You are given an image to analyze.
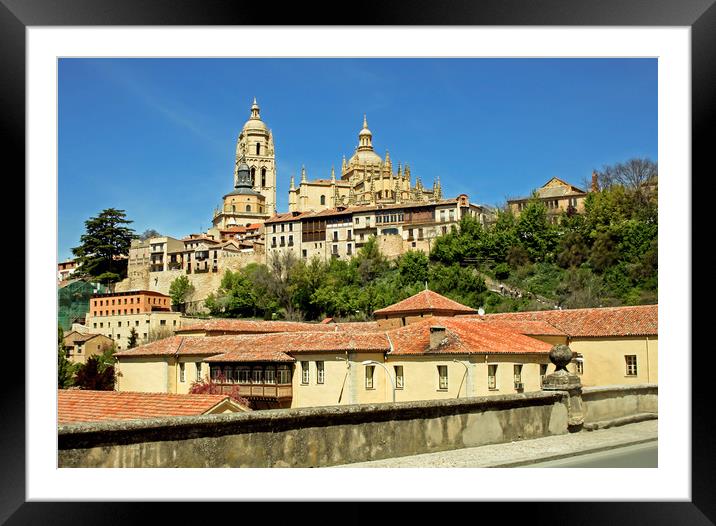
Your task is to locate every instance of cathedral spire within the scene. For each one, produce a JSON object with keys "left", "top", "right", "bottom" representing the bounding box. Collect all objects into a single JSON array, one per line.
[
  {"left": 290, "top": 173, "right": 295, "bottom": 190},
  {"left": 301, "top": 165, "right": 307, "bottom": 183},
  {"left": 250, "top": 97, "right": 260, "bottom": 120},
  {"left": 331, "top": 165, "right": 336, "bottom": 182}
]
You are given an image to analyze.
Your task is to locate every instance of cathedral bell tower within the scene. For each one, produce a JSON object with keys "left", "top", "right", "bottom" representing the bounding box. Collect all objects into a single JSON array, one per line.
[{"left": 235, "top": 98, "right": 277, "bottom": 214}]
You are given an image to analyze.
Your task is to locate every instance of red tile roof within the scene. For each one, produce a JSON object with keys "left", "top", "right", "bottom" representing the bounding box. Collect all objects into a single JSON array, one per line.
[
  {"left": 57, "top": 390, "right": 247, "bottom": 425},
  {"left": 386, "top": 317, "right": 553, "bottom": 355},
  {"left": 114, "top": 336, "right": 225, "bottom": 357},
  {"left": 177, "top": 319, "right": 339, "bottom": 335},
  {"left": 476, "top": 319, "right": 566, "bottom": 336},
  {"left": 373, "top": 290, "right": 477, "bottom": 316},
  {"left": 465, "top": 305, "right": 658, "bottom": 337},
  {"left": 204, "top": 332, "right": 390, "bottom": 362}
]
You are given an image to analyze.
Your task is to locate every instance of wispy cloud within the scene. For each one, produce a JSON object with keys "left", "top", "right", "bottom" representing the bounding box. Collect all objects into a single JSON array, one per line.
[{"left": 91, "top": 60, "right": 224, "bottom": 151}]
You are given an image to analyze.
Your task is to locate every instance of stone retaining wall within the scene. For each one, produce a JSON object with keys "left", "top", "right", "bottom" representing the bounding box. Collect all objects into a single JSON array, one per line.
[{"left": 57, "top": 384, "right": 657, "bottom": 468}]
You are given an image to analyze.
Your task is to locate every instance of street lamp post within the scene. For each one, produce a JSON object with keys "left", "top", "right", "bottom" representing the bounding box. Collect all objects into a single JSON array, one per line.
[{"left": 361, "top": 360, "right": 396, "bottom": 403}]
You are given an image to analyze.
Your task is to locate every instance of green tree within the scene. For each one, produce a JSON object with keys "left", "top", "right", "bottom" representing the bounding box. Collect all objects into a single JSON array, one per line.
[
  {"left": 514, "top": 198, "right": 558, "bottom": 263},
  {"left": 71, "top": 208, "right": 136, "bottom": 287},
  {"left": 205, "top": 269, "right": 258, "bottom": 318},
  {"left": 397, "top": 250, "right": 429, "bottom": 287},
  {"left": 169, "top": 275, "right": 195, "bottom": 310},
  {"left": 74, "top": 356, "right": 116, "bottom": 390},
  {"left": 127, "top": 326, "right": 138, "bottom": 349},
  {"left": 58, "top": 326, "right": 78, "bottom": 389}
]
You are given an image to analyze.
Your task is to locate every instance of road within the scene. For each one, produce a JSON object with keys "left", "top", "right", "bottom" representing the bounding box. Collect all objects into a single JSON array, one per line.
[
  {"left": 526, "top": 440, "right": 657, "bottom": 468},
  {"left": 332, "top": 420, "right": 658, "bottom": 468}
]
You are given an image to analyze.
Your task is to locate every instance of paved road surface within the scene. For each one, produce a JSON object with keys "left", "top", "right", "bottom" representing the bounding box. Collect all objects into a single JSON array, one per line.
[
  {"left": 526, "top": 440, "right": 657, "bottom": 468},
  {"left": 332, "top": 420, "right": 657, "bottom": 468}
]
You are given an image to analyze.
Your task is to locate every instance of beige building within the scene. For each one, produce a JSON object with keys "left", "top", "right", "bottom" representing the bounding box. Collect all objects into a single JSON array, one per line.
[
  {"left": 474, "top": 305, "right": 658, "bottom": 387},
  {"left": 266, "top": 194, "right": 489, "bottom": 263},
  {"left": 83, "top": 289, "right": 185, "bottom": 350},
  {"left": 62, "top": 331, "right": 114, "bottom": 365},
  {"left": 508, "top": 176, "right": 591, "bottom": 223},
  {"left": 288, "top": 116, "right": 442, "bottom": 213}
]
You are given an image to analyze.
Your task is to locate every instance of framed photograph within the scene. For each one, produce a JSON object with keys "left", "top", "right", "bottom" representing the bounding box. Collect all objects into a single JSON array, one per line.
[{"left": 8, "top": 0, "right": 709, "bottom": 522}]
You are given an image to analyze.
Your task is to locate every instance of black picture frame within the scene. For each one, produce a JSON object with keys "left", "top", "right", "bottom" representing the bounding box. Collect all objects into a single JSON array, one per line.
[{"left": 6, "top": 0, "right": 709, "bottom": 523}]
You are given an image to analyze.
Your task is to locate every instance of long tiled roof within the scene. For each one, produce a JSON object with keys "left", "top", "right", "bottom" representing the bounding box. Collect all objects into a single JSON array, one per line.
[
  {"left": 204, "top": 332, "right": 389, "bottom": 362},
  {"left": 374, "top": 290, "right": 477, "bottom": 315},
  {"left": 57, "top": 390, "right": 246, "bottom": 425},
  {"left": 114, "top": 336, "right": 220, "bottom": 357},
  {"left": 386, "top": 317, "right": 553, "bottom": 355},
  {"left": 470, "top": 305, "right": 658, "bottom": 337},
  {"left": 177, "top": 318, "right": 382, "bottom": 335}
]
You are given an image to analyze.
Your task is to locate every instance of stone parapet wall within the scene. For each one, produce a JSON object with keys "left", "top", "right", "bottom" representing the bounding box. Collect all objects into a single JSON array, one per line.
[
  {"left": 59, "top": 392, "right": 569, "bottom": 468},
  {"left": 57, "top": 385, "right": 657, "bottom": 468},
  {"left": 581, "top": 384, "right": 657, "bottom": 423}
]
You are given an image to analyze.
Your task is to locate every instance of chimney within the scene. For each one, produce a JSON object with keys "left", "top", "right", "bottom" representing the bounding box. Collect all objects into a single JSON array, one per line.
[
  {"left": 429, "top": 326, "right": 447, "bottom": 350},
  {"left": 591, "top": 171, "right": 599, "bottom": 192}
]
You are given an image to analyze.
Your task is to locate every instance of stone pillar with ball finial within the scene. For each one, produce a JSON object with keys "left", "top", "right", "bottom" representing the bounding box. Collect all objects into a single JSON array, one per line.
[{"left": 542, "top": 344, "right": 584, "bottom": 430}]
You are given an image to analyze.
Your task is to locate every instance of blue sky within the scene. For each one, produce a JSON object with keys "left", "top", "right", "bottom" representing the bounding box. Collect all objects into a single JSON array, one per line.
[{"left": 58, "top": 58, "right": 657, "bottom": 261}]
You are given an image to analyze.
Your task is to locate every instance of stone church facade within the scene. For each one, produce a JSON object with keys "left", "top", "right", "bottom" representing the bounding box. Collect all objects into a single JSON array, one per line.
[{"left": 288, "top": 115, "right": 442, "bottom": 213}]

PROBLEM DETAILS: Write out the data exactly, but not its pictures.

EXERCISE ANSWER:
You are given an image to analyze.
Your task is to locate every instance of cathedral spire within the scene. For each one, produce a JSON object with keys "left", "top", "right", "bottom" representing the bounding box. Collect all objects into a single JSON array, one per line.
[
  {"left": 290, "top": 173, "right": 295, "bottom": 190},
  {"left": 301, "top": 165, "right": 307, "bottom": 183},
  {"left": 250, "top": 97, "right": 260, "bottom": 120},
  {"left": 331, "top": 165, "right": 336, "bottom": 182}
]
You are given an image to analyze.
Your task is to locate every instance of cathedral bell tower within the scene. For each one, produce a JSON object with keys "left", "top", "right", "bottom" representing the bounding box. Collect all objects into a single JSON array, one per line.
[{"left": 235, "top": 98, "right": 277, "bottom": 214}]
You are given an image to analyze.
Your task is to locate every instance of red tile roof within the scene. For each one, produce a JSON object with keys "left", "top", "right", "bottom" representing the bounding box. Collect all objects into a single JSON array, one per line.
[
  {"left": 57, "top": 390, "right": 247, "bottom": 425},
  {"left": 386, "top": 317, "right": 553, "bottom": 355},
  {"left": 114, "top": 336, "right": 225, "bottom": 357},
  {"left": 177, "top": 319, "right": 339, "bottom": 335},
  {"left": 476, "top": 319, "right": 566, "bottom": 336},
  {"left": 373, "top": 290, "right": 477, "bottom": 316},
  {"left": 465, "top": 305, "right": 658, "bottom": 337},
  {"left": 204, "top": 332, "right": 390, "bottom": 362}
]
You are given an image to analyze.
Your task is to locate every instance of wispy cloud within the scene. For each one, produce a JSON object with keys "left", "top", "right", "bottom" representing the bounding box. Collect all objects into a single JSON array, one per line.
[{"left": 91, "top": 60, "right": 224, "bottom": 151}]
You are given an image to analyze.
Your task is to locate every instance of stone retaining wall within the scene. For each one, produce a JSON object with keys "left", "top", "right", "bottom" representing the bounding box. Collect all objects into a single JSON array, one per line.
[{"left": 57, "top": 384, "right": 657, "bottom": 468}]
You are given an image to analyze.
Your task is to locate every instance of street lamp post within the scene. For each one, produce a JSON object with keys "left", "top", "right", "bottom" representing the bounding box. Collect all objects into a single JSON array, one per line.
[{"left": 361, "top": 360, "right": 396, "bottom": 403}]
You are given an image to analyze.
Your task is to locate every instance of green tree within the scene. For each one, produce a JSON object with keys "left", "top", "right", "bottom" representing the bounding box. Collect all objects into a single JSON array, one per line.
[
  {"left": 514, "top": 198, "right": 558, "bottom": 263},
  {"left": 71, "top": 208, "right": 136, "bottom": 287},
  {"left": 205, "top": 269, "right": 258, "bottom": 318},
  {"left": 397, "top": 250, "right": 429, "bottom": 287},
  {"left": 169, "top": 275, "right": 195, "bottom": 310},
  {"left": 74, "top": 356, "right": 116, "bottom": 390},
  {"left": 127, "top": 326, "right": 138, "bottom": 349},
  {"left": 58, "top": 326, "right": 78, "bottom": 389}
]
You are given an image to analyze.
Your task is to locate every instance of road within the scene. For each one, produce a JSON object with keys "left", "top", "right", "bottom" representing the bounding box. Collect all objects into a single JSON array, one per line.
[
  {"left": 526, "top": 440, "right": 657, "bottom": 468},
  {"left": 332, "top": 420, "right": 658, "bottom": 468}
]
You are given an image to analyze.
Your task is to locate every instance of paved road surface within the scene. For each one, produce a JSON object with keys "left", "top", "right", "bottom" representing the bounding box. Collect all objects into a single JSON array, one per line.
[
  {"left": 526, "top": 440, "right": 657, "bottom": 468},
  {"left": 332, "top": 420, "right": 657, "bottom": 468}
]
You are given an image to analyze.
Your task is to locate every instance of beige building within the scene. For each one, produce a JSON object with keys "left", "top", "right", "bottom" representing the bounding box. Collect all objects into a single JSON array, one per line.
[
  {"left": 474, "top": 305, "right": 658, "bottom": 387},
  {"left": 266, "top": 194, "right": 489, "bottom": 263},
  {"left": 83, "top": 289, "right": 185, "bottom": 350},
  {"left": 62, "top": 331, "right": 114, "bottom": 365},
  {"left": 508, "top": 176, "right": 591, "bottom": 223},
  {"left": 288, "top": 116, "right": 442, "bottom": 213}
]
You are given an image to analyze.
Your task is to locate every instance of framed photograph within the scene. For each one, produce a JSON object with keys "left", "top", "right", "bottom" representing the bounding box. Collect all objects into a single JSON array, one per line.
[{"left": 8, "top": 0, "right": 709, "bottom": 522}]
You are given an image to analyze.
Your task is to locate every instance of black picture frame within the scene. For each one, produce a JSON object with keys "left", "top", "right", "bottom" representing the bounding box. Collect all objects into a single JSON array, one per line.
[{"left": 6, "top": 0, "right": 709, "bottom": 523}]
You are given an image to analyze.
Your task is to locate every instance of long tiled roof within the scene. For each one, produce a JSON object with keys "left", "top", "right", "bottom" representing the bounding box. Collect all objects into a single JSON array, one per line.
[
  {"left": 204, "top": 332, "right": 389, "bottom": 362},
  {"left": 374, "top": 290, "right": 477, "bottom": 315},
  {"left": 57, "top": 390, "right": 246, "bottom": 425},
  {"left": 114, "top": 336, "right": 220, "bottom": 357},
  {"left": 386, "top": 317, "right": 553, "bottom": 355},
  {"left": 470, "top": 305, "right": 658, "bottom": 337},
  {"left": 177, "top": 318, "right": 382, "bottom": 335}
]
You are given an image to analyze.
Your task is to locate every instance of stone parapet wall within the scene. For each one, produce a JSON object with keys "left", "top", "right", "bottom" representing the bounding box. Collect all objects into a single JSON array, one per line.
[
  {"left": 59, "top": 392, "right": 569, "bottom": 468},
  {"left": 57, "top": 385, "right": 657, "bottom": 468},
  {"left": 581, "top": 384, "right": 657, "bottom": 423}
]
You are given an image to analyze.
Your task is to locate every instance of chimney within the scene. For each one, produce a JSON object with keys "left", "top", "right", "bottom" representing the bounding box. Collect all objects into a single JSON array, one per line.
[
  {"left": 429, "top": 326, "right": 447, "bottom": 350},
  {"left": 591, "top": 171, "right": 599, "bottom": 192}
]
You are given an image to analyze.
Your task is to locate every instance of stone pillar with ball finial within the scene. For each one, produce a JSON object with keys "left", "top", "right", "bottom" representing the bounding box. Collect all objects into a single JSON array, one per line.
[{"left": 542, "top": 344, "right": 584, "bottom": 430}]
You are given an image to analyze.
Your task is to locate every instance of blue sky within the scene. For each one, produce a JSON object with keys "left", "top", "right", "bottom" representing the bounding box. Collect all objects into a single JSON array, one per line.
[{"left": 58, "top": 58, "right": 657, "bottom": 261}]
You are given an image to analyze.
Your task is to locate every instance of stone church facade within the scene. For each one, produce a JSON object with keys "left", "top", "right", "bottom" representing the bounding box. Collect all objects into a single JSON array, one per line.
[{"left": 288, "top": 115, "right": 442, "bottom": 213}]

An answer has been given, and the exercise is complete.